Challenge: Rewrite the rows below, changing every "indicate where" to "show its location" and leaving everything else as it is.

Data rows:
══════════
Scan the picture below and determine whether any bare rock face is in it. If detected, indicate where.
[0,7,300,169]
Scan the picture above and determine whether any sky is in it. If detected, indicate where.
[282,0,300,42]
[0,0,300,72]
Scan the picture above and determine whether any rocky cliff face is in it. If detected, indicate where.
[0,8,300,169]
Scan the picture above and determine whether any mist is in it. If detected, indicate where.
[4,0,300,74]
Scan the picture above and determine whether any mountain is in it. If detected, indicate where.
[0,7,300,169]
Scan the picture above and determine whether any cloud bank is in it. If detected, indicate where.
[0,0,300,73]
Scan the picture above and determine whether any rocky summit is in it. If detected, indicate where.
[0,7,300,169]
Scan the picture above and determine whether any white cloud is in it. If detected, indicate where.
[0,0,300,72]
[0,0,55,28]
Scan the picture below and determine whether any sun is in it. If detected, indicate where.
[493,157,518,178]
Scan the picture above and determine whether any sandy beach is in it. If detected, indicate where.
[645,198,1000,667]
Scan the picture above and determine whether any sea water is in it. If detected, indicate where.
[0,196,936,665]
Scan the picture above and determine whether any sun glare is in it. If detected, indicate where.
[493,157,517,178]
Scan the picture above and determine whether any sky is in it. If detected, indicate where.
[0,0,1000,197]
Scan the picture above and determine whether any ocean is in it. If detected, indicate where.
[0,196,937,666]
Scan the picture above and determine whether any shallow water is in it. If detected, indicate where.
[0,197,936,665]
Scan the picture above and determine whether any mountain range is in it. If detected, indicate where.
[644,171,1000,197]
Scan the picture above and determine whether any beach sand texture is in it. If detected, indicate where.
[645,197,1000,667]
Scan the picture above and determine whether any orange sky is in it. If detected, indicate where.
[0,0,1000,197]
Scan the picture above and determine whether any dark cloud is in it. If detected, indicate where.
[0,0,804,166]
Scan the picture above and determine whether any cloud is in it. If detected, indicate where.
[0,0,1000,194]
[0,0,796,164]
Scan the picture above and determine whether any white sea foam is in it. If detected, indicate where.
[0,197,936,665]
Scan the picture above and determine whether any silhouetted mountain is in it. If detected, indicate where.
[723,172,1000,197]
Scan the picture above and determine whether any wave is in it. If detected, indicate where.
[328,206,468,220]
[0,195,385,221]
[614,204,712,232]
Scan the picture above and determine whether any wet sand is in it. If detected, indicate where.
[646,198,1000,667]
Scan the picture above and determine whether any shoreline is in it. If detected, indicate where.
══════════
Expected answer:
Scan the picture below and determine whether any bare rock face is in it. If detected, show its location.
[0,7,300,169]
Scan the picture above and determine whether any sky is in it. If detected, show its location.
[282,0,300,42]
[0,0,300,72]
Scan the picture above and determine whether any rocky cliff face is in it. If detected, show its location.
[0,8,300,169]
Scan the picture above and determine whether any mist is in it. If detected, show its location.
[4,0,300,74]
Scan the picture above and determine whether any mountain is in it. If detected, show its location.
[0,7,300,169]
Scan the picture above and determine whether any cloud bank is in it. If detected, show its location.
[0,0,300,73]
Scan the picture above and determine whether any rocky summit is in it. If detected, show its location.
[0,7,300,169]
Scan the picture above and determine whether any white cloud is in it. If detected, show its location.
[0,0,300,72]
[0,0,55,28]
Scan the picture below and determine whether any sun is in it. If detected, show its location.
[493,157,518,178]
Scan the picture above and determine whether any sandy beach is in it. If detected, show its location.
[645,198,1000,667]
Scan the picture above and determine whether any sea water is in it. If detected, show its location.
[0,196,936,665]
Scan the picture above and determine whether any sun glare is in it. If detected, show its location.
[493,157,517,178]
Scan the picture above and determine whether any sky is in it. If detected, show its location.
[0,0,1000,197]
Scan the picture above and determine whether any ocean is in it. If detected, show its location.
[0,196,937,666]
Scan the picture above and determine whether any shallow water is in it. If detected, show its location.
[0,197,936,665]
Scan the picture above and determine whether any mountain range is in it. If detected, show its location.
[644,171,1000,197]
Scan the picture above and determine whether any beach sand texture is in it. If detected, show its location.
[645,197,1000,667]
Scan the picture above and determine whether any orange sky is in it. If detected, show its location.
[0,0,1000,197]
Scan the picture above and determine whether any dark cloud is in it. If detected, show its location.
[0,0,804,166]
Scan the picture above and determine whether any cloud is in it. If detected, show its location.
[0,0,1000,194]
[0,0,796,164]
Scan the picture above and determine whether any white sea foam is in it. If detected, show its location.
[0,197,936,665]
Scan the picture above and determine whether any silhouetted mountain is in it. If detected, show its location.
[723,172,1000,197]
Scan the picture above and determine whether any wave is in it. If detected, show its location.
[328,206,468,220]
[0,195,385,221]
[614,204,712,232]
Scan the picture above and determine whether any wet sand is in it. If detected, show its location.
[646,198,1000,667]
Scan the picture above and determine whether any shoreline is in it. If detected, show its location.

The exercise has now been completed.